[Document]:
-- start --

In some versions of the invention, the crank handle is attached to a crank case, the crank case being attached to the first handle and having interior sidewalls forming cylindrical interior cavity and terminating in a rim, the sidewalls having at least one rib positioned on the sidewalls and extending axially along the sidewall.

In some versions, a ratchet assembly is carried within the crank case for operation by the crank handle and crank case. The ratchet assembly may include a first gear having at least one slot configured to receive the at least one rib wherein the first gear is axially movable within the crank case cavity along the rib, the first gear having a first set of ratchet teeth.

In some versions, the ratchet assembly also includes a second gear having a second set of ratchet teeth configured to engage the first set of ratchet teeth when the first gear is rotated in a first direction and to slide over the first set of ratchet teeth when the first gear is rotated in a second direction.

The invention preferably further comprises a drive gear coupled to the second gear for rotation together with rotation of the second gear, a traction wheel coupled to the second gear for rotation together with rotation of the second gear, a driven gear attached to the second handle and positioned to be driven by the drive gear when the first handle and the second handle are pivoted toward one another in a closed position, and a blade attached to the second handle adjacent the driven gear.

In some examples, the crank case cavity further includes an interior end wall, and the ratchet assembly comprises a first spring trapped between the interior end wall and the first gear, whereby the first spring urges the first set of ratchet teeth lightly into engagement with the second set of ratchet teeth.

In some examples, an axle extends axially through the first gear, the second gear, and the first spring, and a screw secures the axle to the crank case.

In a preferred example, an end cap is attached to the second gear for rotational movement together with the second gear, the end cap having a circular central portion sized to be received within and enclose the rim of the crank case cavity.

In some versions, a center pin has a first end carried on the end cap and a second end attached to the drive gear and the traction wheel, the second end of the center pin being configured to retain the drive gear and the traction wheel on the first handle.

In preferred versions of the can opener, the drive gear and traction wheel are mounted to the center pin for rotational movement together with the center pin.

In some examples, a second spring is trapped between the end cap and the first handle.

In some versions, the proximal end of the first handle further comprises a collar defining an opening for receiving a portion of the end cap and the center pin. A sleeve may be integrally formed with a plate, the sleeve being received within the collar formed on a first side of the first handle and the mounting plate being positioned on an opposing second side of the first handle.

In some versions, the second gear further comprises a plurality of legs terminating in radially extending feet, and the end cap further comprises a plurality of peripheral slots, a separate one of the legs being received within and retained by a separate one of the plurality of peripheral slots.

In preferred versions, the crank handle is integrally formed with the crank case, and the crank case terminates in a rim that abuts the second handle.

BRIEF DESCRIPTION OF THE DRAWINGS

Preferred and alternative examples of the present invention are described in detail below with reference to the following drawings.

FIG. 1 is a front perspective view of a preferred can opener.

-- end --

[Instruction A]:
Write out the part of the can opener description that begins at the words "In some examples, an" and stops after "and the first handle.".
The can opener description and the listing have nothing to do with each other.

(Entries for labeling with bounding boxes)
-- start --

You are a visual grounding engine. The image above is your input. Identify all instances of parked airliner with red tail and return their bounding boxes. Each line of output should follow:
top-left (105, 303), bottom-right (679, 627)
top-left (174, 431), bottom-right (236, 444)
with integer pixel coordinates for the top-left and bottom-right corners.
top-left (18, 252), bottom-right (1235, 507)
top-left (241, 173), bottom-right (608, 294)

-- end --

[Instruction B]:
Repeat every line of the listing word for word.

[Expected answer A]:
In some examples, an axle extends axially through the first gear, the second gear, and the first spring, and a screw secures the axle to the crank case.

In a preferred example, an end cap is attached to the second gear for rotational movement together with the second gear, the end cap having a circular central portion sized to be received within and enclose the rim of the crank case cavity.

In some versions, a center pin has a first end carried on the end cap and a second end attached to the drive gear and the traction wheel, the second end of the center pin being configured to retain the drive gear and the traction wheel on the first handle.

In preferred versions of the can opener, the drive gear and traction wheel are mounted to the center pin for rotational movement together with the center pin.

In some examples, a second spring is trapped between the end cap and the first handle.

[Expected answer B]:
You are a visual grounding engine. The image above is your input. Identify all instances of parked airliner with red tail and return their bounding boxes. Each line of output should follow:
top-left (105, 303), bottom-right (679, 627)
top-left (174, 431), bottom-right (236, 444)
with integer pixel coordinates for the top-left and bottom-right corners.
top-left (18, 252), bottom-right (1235, 507)
top-left (241, 173), bottom-right (608, 294)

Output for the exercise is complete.